Problem statement: Print the records below word for word, without the pictures.

........

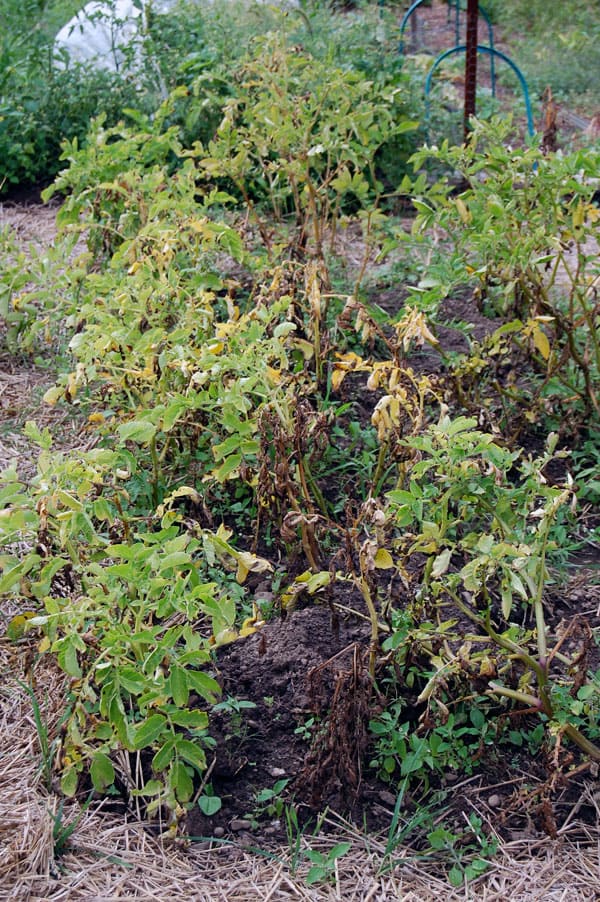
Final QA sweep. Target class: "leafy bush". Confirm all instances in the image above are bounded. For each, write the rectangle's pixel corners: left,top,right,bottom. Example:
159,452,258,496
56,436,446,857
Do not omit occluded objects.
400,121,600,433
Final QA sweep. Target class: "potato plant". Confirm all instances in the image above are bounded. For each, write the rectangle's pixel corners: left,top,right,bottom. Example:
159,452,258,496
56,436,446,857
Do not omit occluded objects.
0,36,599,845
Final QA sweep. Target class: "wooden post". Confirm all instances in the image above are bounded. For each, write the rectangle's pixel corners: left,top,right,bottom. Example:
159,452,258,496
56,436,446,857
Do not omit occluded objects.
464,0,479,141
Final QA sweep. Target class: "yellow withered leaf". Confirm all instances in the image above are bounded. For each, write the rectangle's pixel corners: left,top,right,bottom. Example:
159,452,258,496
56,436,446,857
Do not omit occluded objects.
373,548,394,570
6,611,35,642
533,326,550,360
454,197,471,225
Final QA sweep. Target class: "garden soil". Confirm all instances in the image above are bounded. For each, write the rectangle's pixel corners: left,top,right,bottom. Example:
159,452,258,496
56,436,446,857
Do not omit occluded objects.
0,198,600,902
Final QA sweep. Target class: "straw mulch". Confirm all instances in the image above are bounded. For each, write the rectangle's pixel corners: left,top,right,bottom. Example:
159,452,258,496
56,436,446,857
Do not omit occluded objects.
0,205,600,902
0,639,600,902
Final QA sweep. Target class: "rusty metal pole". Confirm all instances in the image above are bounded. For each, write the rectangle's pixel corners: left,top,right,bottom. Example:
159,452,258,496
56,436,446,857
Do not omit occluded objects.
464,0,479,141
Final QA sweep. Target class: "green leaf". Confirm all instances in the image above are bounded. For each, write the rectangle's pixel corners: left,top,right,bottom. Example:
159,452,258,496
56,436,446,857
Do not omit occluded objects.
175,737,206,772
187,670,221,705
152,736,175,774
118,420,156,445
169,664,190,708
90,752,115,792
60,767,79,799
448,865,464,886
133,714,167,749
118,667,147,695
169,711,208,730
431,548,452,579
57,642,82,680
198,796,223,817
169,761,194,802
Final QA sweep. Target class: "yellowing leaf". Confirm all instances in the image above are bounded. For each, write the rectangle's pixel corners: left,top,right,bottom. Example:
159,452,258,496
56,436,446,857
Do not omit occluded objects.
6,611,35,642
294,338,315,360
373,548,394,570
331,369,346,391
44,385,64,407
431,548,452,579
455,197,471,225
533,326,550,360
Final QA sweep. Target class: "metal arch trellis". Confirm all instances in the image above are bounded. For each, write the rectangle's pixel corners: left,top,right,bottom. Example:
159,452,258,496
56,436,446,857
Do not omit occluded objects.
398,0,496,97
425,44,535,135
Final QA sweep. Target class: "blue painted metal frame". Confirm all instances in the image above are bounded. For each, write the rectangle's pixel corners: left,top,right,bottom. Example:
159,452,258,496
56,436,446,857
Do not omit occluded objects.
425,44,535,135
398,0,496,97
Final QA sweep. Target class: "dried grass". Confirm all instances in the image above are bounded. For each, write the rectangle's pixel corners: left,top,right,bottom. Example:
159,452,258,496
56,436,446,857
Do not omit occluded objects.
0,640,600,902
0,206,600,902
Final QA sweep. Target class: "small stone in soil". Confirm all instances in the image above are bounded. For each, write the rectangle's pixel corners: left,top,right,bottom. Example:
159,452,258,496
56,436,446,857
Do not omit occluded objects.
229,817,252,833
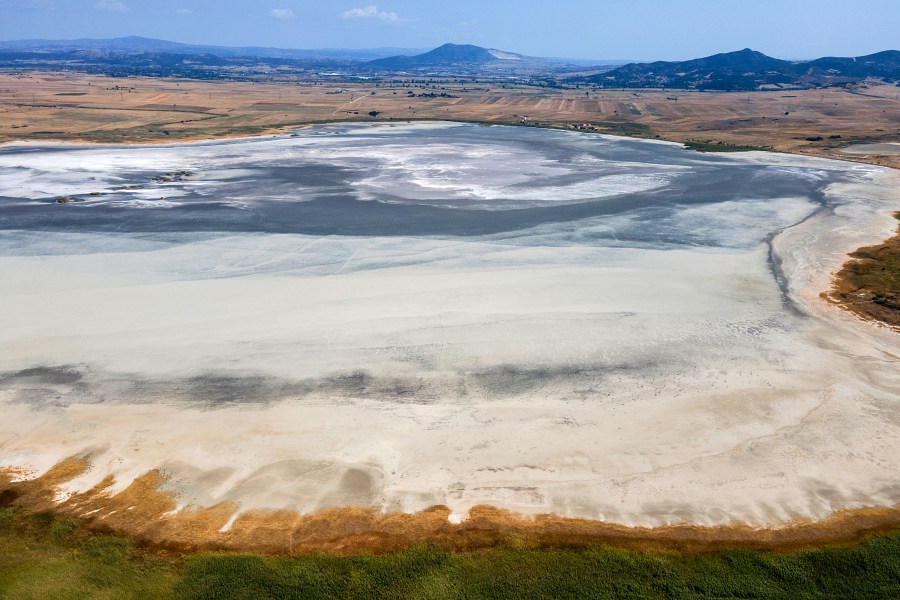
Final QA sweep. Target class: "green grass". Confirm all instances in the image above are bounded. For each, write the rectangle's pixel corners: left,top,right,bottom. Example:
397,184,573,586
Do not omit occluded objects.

........

Worked answer:
Final QA sweep. Target class: "leafy bush". Confirm all instances in the image above are bounded. For each, write the rectangle's pixel corners: left,top,right,bottom. Example:
159,452,258,496
56,436,446,857
Do not omit occluded objects.
400,121,600,433
Final QA sweep. Target class: "potato plant". Confirm all instances in the image above are bounded. For each, write the rectangle's pixel corners: left,top,right,bottom. Example:
159,452,258,496
56,436,446,857
Do not omit occluded objects.
0,36,599,845
Final QA sweep. Target class: "wooden post". Confirm all instances in the image above are bounded. For each, write the rectangle's pixel corners: left,top,right,bottom. Example:
159,452,258,496
56,436,446,857
Do not omit occluded objects.
464,0,479,141
Final QA sweep. Target class: "yellow withered leaf". Confirm all instances in the image above are bounded. For each, write the rectangle's pixel corners: left,top,right,bottom. Example:
159,452,258,496
56,436,446,857
Do not omit occluded objects.
373,548,394,570
6,611,35,642
533,326,550,360
454,197,471,225
Final QA sweep. Target class: "garden soil". Confirm all instances in the image above are bounded. For each, write the rectangle's pixel corners: left,top,right,bottom. Example:
159,452,258,496
56,436,446,857
Do not omit occluded objects.
0,198,600,902
Final QA sweep. Target class: "straw mulch". Confirm all instances in the image above are bounded. For each, write the rectangle's pixel corners: left,top,right,bottom. Example:
159,452,258,496
56,436,446,857
Do not omit occluded objects.
0,205,600,902
0,639,600,902
Final QA sweep. Target class: "rusty metal pole". Confirm all instances in the image above are bounded. For each, write the rectangle's pixel corners: left,top,right,bottom. Example:
159,452,258,496
56,436,446,857
Do not omit occluded objects.
464,0,479,141
Final QA sweep. Target class: "green leaf". Confirm all instances in the image above are bounded. For each, write the rectangle's pixel corners: left,top,right,bottom. Example:
159,452,258,496
56,436,446,857
Do not omit occluded objects.
175,737,206,772
187,670,221,705
152,736,175,774
118,420,156,445
169,664,190,708
90,752,115,792
60,767,79,799
448,865,464,886
133,714,167,749
118,667,147,695
169,711,208,730
431,548,452,579
57,642,82,680
198,796,223,817
169,761,194,802
Final QA sweep. Target class: "yellowing leaf". Confirm all instances in the image above are bounded. For each, write the rectangle's pixel corners: left,top,right,bottom. Example:
159,452,258,496
56,436,446,857
Do not omit occluded objects.
6,611,35,642
294,338,315,360
373,548,394,570
331,369,346,391
44,385,64,407
431,548,452,579
455,197,471,225
533,326,550,360
Final QA sweep. Target class: "metal arch trellis". Confirm all instances in the image above are bounded. For each, write the rectangle's pixel corners: left,top,right,bottom. Example:
159,452,258,496
56,436,446,857
Do not omit occluded objects.
398,0,496,97
425,44,535,135
Final QA sweep. Target class: "blue painted metal frame". Confirm all instances in the image above are bounded. For each, write the rectangle's pixel corners: left,top,right,bottom. Example:
159,452,258,496
56,436,446,857
Do not omit occluded objects.
425,44,535,135
398,0,496,97
Final QA sweep. Target class: "dried grass". Confirm all instances in the image above are bounded. For each, write the rectangle's pixel corners: left,top,right,bottom. Example:
159,452,258,496
56,436,446,857
Do not omit occluded objects.
0,640,600,902
0,206,600,902
Final QA sweep. Target class: "small stone in soil". Confirm all instances in the image above are bounded. For each, write the rectangle's pixel corners: left,top,right,bottom. Example:
159,452,258,496
56,436,446,857
Do not omit occluded objects.
229,817,252,833
Final QA sweep. Target class: "green grass". Confirm all instances in the image above are bounded. For each, write the rectangle's pixel corners: left,top,right,bottom. Example:
397,184,573,586
Do not omit occluded objects.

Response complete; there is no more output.